┌─ Dataset content
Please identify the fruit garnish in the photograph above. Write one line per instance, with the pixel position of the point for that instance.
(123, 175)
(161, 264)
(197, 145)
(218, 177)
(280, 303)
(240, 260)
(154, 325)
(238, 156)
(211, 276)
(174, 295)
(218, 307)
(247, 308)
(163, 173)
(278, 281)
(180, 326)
└─
Please return all of the records exactly.

Please identify the fruit garnish in the photograph above. Write one line per instance, with the pixel position of the point for that instance.
(123, 175)
(161, 264)
(197, 145)
(218, 177)
(280, 303)
(240, 260)
(154, 325)
(238, 156)
(211, 276)
(174, 295)
(218, 307)
(247, 308)
(163, 173)
(278, 281)
(180, 326)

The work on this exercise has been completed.